>> START Given passage

Clara Parkes’ Review of 2011 provides a great overview of all the growth and excitement we’ve seen in the knitting world in the past year. Thanks Clara!
A commissioned worked created by Ms. Sayeg
For both good and bad, yarnbombing is not just a guerilla activity any more. The profile of Madga Sayeg in the Wall Street Journal highlights the other side of yarnbombing... as an organized, planned and paid activity. Ms. Sayeg started her yarnbombing career for fun, with a simple door-handle cosy, and is now a paid artist working with a team taking commissions from municipal groups and corporations, charging between $25,000 to $70,000 per project. Ms. Sayeg should be credited as one of the artists helping establishing yarnbombing as a legitimate form of installation art.
At the Everett Children's Museum, adorning a statue.
A little less ambitious but just as wonderful, Renee Walsted is a one-woman yarnbombing squad bringing a little festive cheer to the city of Everett, Washington.
Ms. Weaver, wearing one of her own designs.
A fab profile of Knitty designer Ann Weaver from the Grand Rapids Press, in Ann’s hometown. I love reading about the disparate influences and educational backgrounds of designers.

>> END Given passage

_Do this_
Reproduce word for word the stretch of the knitting news roundup from "At the Everett" through "backgrounds of designers.".

>> START Dataset section

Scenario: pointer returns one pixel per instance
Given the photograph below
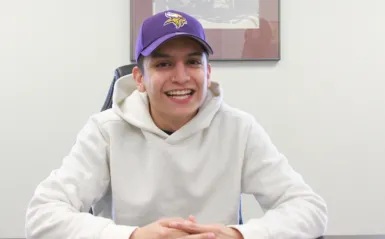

>> END Dataset section

_Right answer_
At the Everett Children's Museum, adorning a statue.
A little less ambitious but just as wonderful, Renee Walsted is a one-woman yarnbombing squad bringing a little festive cheer to the city of Everett, Washington.
Ms. Weaver, wearing one of her own designs.
A fab profile of Knitty designer Ann Weaver from the Grand Rapids Press, in Ann’s hometown. I love reading about the disparate influences and educational backgrounds of designers.